#### Opdracht 1
Vat de alinea uit de tekst over agentschappen die begint met „Vanaf 2011 daalt het totale aantal” samen als beknopte opsomming. Behoud daarbij de hoofdfeiten.

───── Getoonde tekst

Figuur 9.1 Agentschappen per ministerie (stand 1 januari 2014)
Ontwikkeling aantal agentschappen
In 1994 werden de eerste drie agentschappen opgericht. Het aantal agentschappen is daarna is jarenlang gestegen. Figuur 9.2 geeft de ontwikkeling van het aantal agentschappen door de jaren heen weer.
Vanaf 2011 daalt het totale aantal agentschappen weer als gevolg van fusies (ingegeven door het samenvoegen van ministeries of door de vorming van shared service organisaties). Tevens wordt aan de hand van de Regeling agentschappen ook de status van reeds bestaande agentschappen herbezien. Dat kan ook leiden tot omvorming van agentschappen naar reguliere dienstonderdelen van een ministerie. Per 1 januari 2014 bestaan er 38 agentschappen. In de toekomst kan de verdere vereenvoudiging in de aansturing en bekostiging van bedrijfsvoering of clustering leiden tot een verdere afname van het aantal agentschappen.
Figuur 9.2 Ontwikkeling totaal aantal agentschappen, 1994–2014
Ontwikkeling omzet agentschappen
Agentschappen brengen voor hun producenten en diensten tarieven in rekening en genereren daarmee omzet. Deze omzet dient ter dekking van de kosten van de dienstverlening, onder meer voor personeel en materieel. Omzet wordt niet gevormd uit programmamiddelen van een ministerie. Gekoppeld aan de groei van het aantal agentschappen is ook een groei in de totale omzet te zien. Deze vertoont een gelijke ontwikkeling. Na een flinke stijging van de omzet vlakt deze af en daalt de laatste jaren. Deze ontwikkeling wordt weergegeven in figuur 9.3. Deze daling wordt onder meer ingegeven door de verschillende taakstellingen die zijn opgelegd. De omzet van alle agentschappen bij elkaar bedraagt ultimo 2013 ruim 10 miljard euro.
Figuur 9.3 Ontwikkeling totale omzet agentschappen (in miljoenen euro), 1994–2013
Omzet agentschappen per ministerie
De agentschappen van de ministeries van IenM, VenJ en BZK vormen samen 76% van de totale omzet. Figuur 9.4 maakt dit inzichtelijk. Dit grote aandeel wordt veroorzaakt doordat er drie zeer grote agentschappen bestaan, te weten Rijkswaterstaat (IenM), Dienst Justitiële Inrichtingen (VenJ) en de Rijksgebouwendienst (BZK). Het Ministerie van BZK heeft bovendien een groot aantal agentschappen die tevens een shared service organisatie zijn, zoals P-Direkt, FMHaaglanden en de Werkmaatschappij (per 1 januari 2014 Uitvoeringsorganisatie Bedrijfsvoering Rijk). Deze agentschappen leveren vooral producten en diensten op het gebied van bedrijfsvoering. De tendens is dat meer en meer bedrijfsvoering binnen de rijksoverheid wordt verzorgd door shared service organisaties.

──────────

#### Opdracht 2
Geef uit de lijst de regels ongewijzigd weer, van de regel met "Where can the blue" tot en met de regel met "x=357, y=585".

───── Gegevensregels

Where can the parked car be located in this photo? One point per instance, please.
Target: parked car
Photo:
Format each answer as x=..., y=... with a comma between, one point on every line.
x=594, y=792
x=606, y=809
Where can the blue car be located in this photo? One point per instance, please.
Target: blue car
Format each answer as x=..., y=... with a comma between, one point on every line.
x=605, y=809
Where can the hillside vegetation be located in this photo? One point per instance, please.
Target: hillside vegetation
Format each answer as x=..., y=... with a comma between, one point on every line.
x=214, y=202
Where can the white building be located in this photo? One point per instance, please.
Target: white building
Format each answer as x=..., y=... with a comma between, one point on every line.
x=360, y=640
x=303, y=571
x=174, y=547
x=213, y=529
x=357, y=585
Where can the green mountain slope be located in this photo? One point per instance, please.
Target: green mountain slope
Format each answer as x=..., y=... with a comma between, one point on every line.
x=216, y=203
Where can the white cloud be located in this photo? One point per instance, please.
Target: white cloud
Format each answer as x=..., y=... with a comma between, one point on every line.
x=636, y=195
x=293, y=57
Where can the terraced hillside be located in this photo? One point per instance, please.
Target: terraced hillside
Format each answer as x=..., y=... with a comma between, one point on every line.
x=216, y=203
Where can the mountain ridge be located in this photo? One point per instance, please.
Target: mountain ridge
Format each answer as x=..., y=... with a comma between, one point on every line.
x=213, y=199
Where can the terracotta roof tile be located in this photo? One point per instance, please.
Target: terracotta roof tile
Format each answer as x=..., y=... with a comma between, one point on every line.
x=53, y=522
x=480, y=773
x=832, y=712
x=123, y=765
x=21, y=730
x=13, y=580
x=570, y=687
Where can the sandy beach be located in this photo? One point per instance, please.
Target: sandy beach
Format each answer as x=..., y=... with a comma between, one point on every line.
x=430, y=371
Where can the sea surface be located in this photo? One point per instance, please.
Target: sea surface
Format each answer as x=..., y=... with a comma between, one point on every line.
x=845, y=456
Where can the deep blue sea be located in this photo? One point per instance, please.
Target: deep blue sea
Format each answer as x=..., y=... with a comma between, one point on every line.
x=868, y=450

──────────

#### Uitwerking 1
- Sinds 2011 neemt het totale aantal agentschappen af door fusies. Die fusies komen voort uit het samenvoegen van ministeries of uit de vorming van shared service organisaties.
- Op grond van de Regeling agentschappen wordt ook de status van bestaande agentschappen herzien. Dat kan leiden tot omvorming tot reguliere dienstonderdelen van een ministerie.
- Per 1 januari 2014 zijn er 38 agentschappen.
- Verdere vereenvoudiging in de aansturing en bekostiging van bedrijfsvoering of clustering kan het aantal in de toekomst verder doen afnemen.

#### Uitwerking 2
Where can the blue car be located in this photo? One point per instance, please.
Target: blue car
Format each answer as x=..., y=... with a comma between, one point on every line.
x=605, y=809
Where can the hillside vegetation be located in this photo? One point per instance, please.
Target: hillside vegetation
Format each answer as x=..., y=... with a comma between, one point on every line.
x=214, y=202
Where can the white building be located in this photo? One point per instance, please.
Target: white building
Format each answer as x=..., y=... with a comma between, one point on every line.
x=360, y=640
x=303, y=571
x=174, y=547
x=213, y=529
x=357, y=585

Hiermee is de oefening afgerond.